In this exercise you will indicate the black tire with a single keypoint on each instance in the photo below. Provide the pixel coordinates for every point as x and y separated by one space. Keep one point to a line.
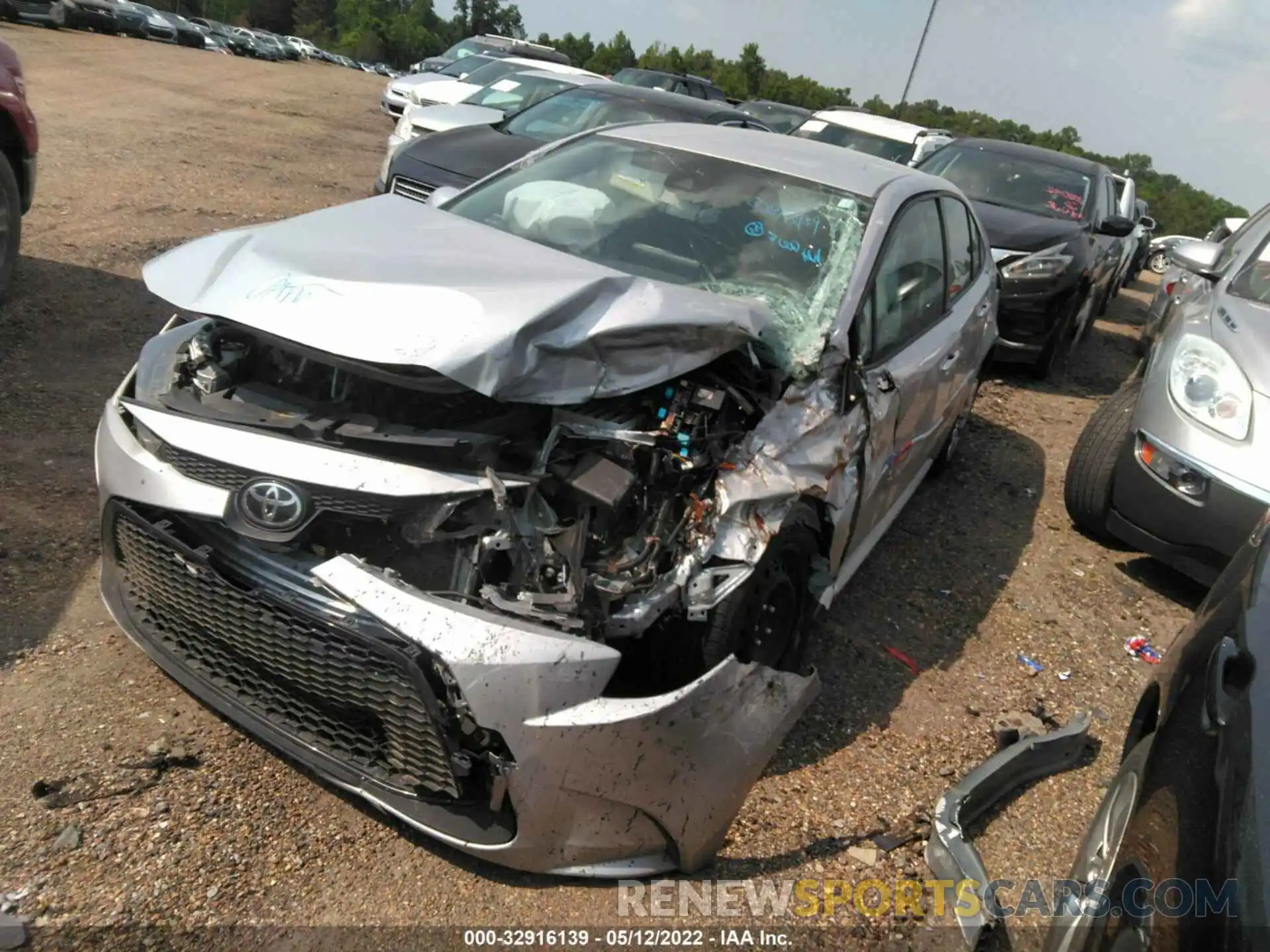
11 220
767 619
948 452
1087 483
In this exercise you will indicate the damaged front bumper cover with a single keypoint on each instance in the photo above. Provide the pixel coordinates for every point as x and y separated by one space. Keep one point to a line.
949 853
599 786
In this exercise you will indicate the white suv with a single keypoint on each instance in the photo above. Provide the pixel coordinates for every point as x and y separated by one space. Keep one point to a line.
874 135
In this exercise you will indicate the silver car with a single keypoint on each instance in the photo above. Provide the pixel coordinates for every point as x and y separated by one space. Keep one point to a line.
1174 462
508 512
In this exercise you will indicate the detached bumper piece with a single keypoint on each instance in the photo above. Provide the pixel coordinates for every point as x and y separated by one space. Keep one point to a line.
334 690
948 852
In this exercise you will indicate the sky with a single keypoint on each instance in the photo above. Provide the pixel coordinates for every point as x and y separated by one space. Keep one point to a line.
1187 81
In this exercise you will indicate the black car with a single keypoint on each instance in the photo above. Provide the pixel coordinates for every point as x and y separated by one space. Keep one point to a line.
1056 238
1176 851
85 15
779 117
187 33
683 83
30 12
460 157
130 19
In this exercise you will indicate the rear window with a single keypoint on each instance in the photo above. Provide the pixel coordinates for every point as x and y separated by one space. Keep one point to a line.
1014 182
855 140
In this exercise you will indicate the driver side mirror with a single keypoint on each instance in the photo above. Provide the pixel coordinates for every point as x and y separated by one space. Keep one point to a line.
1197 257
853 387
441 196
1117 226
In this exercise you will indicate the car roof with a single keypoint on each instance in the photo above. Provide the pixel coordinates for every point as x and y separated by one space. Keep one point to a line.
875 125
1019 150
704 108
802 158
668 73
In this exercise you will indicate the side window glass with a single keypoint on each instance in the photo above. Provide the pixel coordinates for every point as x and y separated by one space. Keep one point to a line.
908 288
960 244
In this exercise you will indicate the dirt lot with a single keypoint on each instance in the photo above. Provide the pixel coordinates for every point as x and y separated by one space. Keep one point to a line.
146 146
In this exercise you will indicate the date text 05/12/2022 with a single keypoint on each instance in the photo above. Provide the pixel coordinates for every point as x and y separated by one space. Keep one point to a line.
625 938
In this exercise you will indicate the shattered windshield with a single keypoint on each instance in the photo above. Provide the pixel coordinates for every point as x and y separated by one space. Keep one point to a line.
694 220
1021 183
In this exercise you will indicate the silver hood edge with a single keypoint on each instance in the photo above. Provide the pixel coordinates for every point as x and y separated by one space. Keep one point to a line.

==

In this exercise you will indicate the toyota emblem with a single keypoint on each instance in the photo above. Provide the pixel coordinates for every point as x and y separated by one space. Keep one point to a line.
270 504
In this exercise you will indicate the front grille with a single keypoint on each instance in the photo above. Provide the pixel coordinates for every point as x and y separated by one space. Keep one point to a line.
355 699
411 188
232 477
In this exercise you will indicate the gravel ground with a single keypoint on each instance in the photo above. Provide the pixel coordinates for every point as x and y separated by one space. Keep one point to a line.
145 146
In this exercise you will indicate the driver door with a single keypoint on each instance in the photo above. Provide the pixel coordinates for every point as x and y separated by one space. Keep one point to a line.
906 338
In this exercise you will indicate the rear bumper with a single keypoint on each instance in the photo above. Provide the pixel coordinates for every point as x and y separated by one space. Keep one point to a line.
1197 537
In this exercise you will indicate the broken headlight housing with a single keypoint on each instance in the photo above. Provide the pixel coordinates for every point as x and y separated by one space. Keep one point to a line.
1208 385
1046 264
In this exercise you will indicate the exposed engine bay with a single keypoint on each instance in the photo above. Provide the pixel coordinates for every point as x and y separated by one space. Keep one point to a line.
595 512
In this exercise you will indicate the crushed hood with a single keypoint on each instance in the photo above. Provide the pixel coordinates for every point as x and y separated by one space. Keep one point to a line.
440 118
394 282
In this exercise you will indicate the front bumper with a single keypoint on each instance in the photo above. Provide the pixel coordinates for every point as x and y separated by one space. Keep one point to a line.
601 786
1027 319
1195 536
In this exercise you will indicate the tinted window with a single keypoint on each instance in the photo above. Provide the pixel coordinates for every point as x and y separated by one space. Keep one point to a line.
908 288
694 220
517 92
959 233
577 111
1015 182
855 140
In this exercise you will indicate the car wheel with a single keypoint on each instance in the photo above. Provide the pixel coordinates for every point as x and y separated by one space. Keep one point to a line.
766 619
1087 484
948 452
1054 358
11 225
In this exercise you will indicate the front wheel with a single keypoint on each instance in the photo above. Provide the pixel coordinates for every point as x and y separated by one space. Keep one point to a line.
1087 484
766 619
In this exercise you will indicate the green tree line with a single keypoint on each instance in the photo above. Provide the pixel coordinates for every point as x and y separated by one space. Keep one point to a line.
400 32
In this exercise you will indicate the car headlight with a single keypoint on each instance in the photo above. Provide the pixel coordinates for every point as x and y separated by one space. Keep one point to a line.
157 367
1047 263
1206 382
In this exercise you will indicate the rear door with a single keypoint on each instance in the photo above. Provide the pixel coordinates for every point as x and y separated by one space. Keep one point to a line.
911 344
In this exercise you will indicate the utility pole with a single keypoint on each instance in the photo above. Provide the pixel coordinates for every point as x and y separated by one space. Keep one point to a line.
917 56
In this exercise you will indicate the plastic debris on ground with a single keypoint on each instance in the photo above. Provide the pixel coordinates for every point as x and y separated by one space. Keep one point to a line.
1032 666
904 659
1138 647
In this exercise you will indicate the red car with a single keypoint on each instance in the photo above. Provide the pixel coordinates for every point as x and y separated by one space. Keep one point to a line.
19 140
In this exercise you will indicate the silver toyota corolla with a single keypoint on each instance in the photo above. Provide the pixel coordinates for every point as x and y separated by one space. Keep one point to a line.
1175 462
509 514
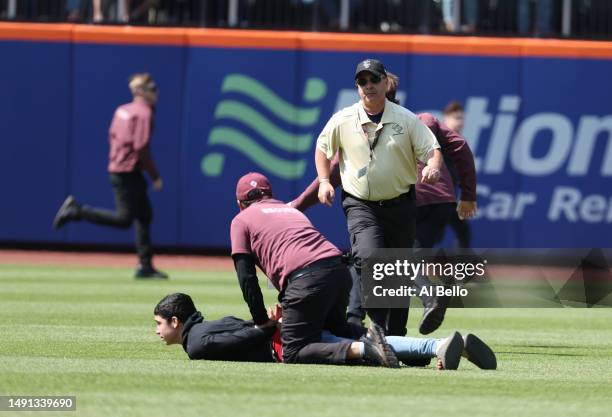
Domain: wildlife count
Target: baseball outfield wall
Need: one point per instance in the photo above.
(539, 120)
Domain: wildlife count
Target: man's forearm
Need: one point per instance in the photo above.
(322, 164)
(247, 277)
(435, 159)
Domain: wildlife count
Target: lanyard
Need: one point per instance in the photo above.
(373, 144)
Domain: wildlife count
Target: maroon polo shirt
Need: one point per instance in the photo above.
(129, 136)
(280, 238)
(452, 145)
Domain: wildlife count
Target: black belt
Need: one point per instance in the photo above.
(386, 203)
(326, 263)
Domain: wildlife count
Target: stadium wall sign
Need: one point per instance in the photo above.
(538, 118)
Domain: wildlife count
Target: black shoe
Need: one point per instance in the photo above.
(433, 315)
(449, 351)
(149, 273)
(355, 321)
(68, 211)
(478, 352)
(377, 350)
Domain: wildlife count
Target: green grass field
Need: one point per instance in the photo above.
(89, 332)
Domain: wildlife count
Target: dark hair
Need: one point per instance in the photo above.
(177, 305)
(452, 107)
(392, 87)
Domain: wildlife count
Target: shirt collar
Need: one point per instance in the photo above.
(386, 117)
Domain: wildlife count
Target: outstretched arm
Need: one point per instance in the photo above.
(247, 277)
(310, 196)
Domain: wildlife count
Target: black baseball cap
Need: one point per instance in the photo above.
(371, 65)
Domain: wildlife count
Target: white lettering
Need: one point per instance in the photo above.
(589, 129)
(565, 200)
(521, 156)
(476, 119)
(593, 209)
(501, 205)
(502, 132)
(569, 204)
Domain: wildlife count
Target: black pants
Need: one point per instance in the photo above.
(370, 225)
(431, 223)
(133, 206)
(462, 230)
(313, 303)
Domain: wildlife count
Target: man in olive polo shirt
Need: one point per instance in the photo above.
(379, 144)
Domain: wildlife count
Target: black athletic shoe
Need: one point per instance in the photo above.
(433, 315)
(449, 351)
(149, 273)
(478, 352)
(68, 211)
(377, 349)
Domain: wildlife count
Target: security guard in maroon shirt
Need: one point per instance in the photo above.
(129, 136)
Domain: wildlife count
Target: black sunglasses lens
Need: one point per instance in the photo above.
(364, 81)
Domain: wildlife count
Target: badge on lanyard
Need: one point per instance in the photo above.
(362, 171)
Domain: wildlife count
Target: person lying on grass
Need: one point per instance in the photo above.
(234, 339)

--

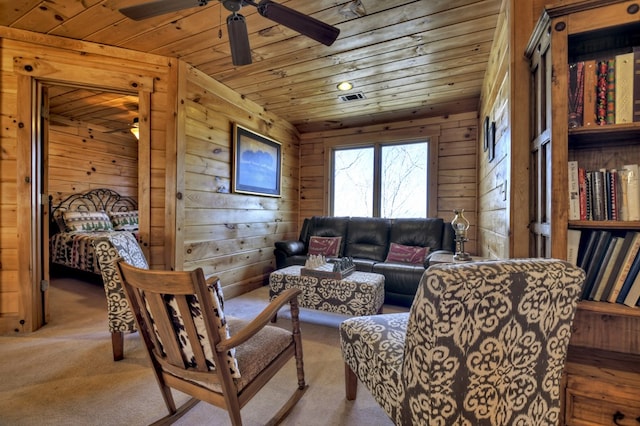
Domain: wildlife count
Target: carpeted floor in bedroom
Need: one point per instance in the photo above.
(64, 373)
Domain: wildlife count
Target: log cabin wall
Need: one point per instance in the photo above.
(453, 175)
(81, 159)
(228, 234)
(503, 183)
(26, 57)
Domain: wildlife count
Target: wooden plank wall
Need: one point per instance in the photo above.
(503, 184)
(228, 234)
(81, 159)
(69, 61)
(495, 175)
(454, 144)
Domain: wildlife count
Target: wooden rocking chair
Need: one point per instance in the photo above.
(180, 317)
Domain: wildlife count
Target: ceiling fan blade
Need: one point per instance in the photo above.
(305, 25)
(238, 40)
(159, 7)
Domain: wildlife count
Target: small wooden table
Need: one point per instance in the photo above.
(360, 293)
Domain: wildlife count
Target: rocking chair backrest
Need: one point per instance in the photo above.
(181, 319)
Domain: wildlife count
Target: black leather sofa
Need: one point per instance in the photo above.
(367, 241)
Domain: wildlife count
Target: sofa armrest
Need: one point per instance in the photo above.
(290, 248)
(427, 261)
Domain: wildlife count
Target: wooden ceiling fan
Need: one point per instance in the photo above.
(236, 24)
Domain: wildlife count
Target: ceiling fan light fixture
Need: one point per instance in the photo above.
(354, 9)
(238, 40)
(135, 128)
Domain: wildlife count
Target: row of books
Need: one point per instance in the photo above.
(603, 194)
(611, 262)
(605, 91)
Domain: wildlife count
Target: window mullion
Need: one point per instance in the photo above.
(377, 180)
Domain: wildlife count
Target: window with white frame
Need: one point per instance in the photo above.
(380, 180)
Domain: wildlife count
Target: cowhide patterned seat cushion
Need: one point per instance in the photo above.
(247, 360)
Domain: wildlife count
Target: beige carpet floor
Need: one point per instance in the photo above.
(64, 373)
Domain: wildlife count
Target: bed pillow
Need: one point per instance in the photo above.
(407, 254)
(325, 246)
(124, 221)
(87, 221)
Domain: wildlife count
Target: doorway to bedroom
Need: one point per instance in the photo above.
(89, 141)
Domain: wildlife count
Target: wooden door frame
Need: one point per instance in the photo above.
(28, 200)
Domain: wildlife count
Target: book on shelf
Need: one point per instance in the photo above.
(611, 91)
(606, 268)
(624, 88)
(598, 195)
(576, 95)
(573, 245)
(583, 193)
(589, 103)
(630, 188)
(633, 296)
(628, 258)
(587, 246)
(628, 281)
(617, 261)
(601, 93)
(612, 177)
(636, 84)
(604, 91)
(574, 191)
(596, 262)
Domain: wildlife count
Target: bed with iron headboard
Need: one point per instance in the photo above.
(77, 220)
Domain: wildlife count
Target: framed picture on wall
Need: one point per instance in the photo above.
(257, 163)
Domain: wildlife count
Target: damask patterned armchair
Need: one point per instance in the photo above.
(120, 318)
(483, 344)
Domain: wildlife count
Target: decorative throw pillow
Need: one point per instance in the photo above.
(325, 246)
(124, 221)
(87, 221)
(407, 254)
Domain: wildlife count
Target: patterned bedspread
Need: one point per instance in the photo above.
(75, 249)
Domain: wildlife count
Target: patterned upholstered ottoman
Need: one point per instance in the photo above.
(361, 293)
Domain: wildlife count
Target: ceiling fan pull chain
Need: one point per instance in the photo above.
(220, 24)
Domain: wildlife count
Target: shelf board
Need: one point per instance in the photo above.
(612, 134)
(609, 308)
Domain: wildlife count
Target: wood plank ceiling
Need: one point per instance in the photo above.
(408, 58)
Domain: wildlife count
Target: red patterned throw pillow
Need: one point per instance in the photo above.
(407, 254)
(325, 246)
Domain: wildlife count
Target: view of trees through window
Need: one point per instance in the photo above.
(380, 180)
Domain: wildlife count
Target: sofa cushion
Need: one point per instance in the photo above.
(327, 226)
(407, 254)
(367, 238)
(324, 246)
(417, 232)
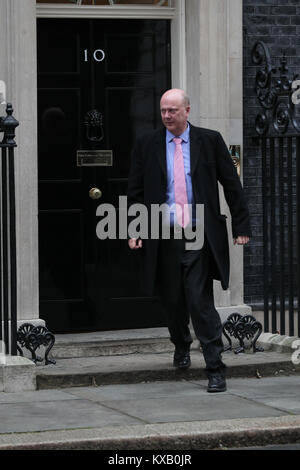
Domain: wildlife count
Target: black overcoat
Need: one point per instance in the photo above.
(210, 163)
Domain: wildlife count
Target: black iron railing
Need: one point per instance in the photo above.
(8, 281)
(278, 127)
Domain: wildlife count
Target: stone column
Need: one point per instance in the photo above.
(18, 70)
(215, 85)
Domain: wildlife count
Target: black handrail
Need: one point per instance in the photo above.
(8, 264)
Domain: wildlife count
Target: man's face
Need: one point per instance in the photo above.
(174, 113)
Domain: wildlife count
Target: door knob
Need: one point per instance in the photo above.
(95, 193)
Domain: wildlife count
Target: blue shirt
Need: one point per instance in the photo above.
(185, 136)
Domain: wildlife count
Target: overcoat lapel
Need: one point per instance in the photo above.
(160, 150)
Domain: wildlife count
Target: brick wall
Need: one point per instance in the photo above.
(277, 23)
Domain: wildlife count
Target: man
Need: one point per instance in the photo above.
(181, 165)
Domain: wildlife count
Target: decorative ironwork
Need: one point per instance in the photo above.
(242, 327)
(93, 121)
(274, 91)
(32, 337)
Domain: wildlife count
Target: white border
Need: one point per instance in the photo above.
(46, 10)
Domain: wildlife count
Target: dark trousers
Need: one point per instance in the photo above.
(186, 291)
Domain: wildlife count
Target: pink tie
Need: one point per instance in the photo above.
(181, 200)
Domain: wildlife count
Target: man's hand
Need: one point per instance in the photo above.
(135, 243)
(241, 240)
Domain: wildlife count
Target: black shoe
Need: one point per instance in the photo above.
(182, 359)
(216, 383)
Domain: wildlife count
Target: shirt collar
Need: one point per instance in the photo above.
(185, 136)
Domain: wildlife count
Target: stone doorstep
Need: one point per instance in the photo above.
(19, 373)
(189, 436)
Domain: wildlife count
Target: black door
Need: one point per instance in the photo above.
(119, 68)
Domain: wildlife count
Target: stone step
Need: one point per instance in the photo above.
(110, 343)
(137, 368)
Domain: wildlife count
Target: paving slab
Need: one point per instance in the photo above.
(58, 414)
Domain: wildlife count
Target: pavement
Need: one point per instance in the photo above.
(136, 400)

→ **Problem details**
Lines of the listing above that include the string "grass" should each be copied.

→ **Answer for this exercise**
Target: green grass field
Target: person lying on grass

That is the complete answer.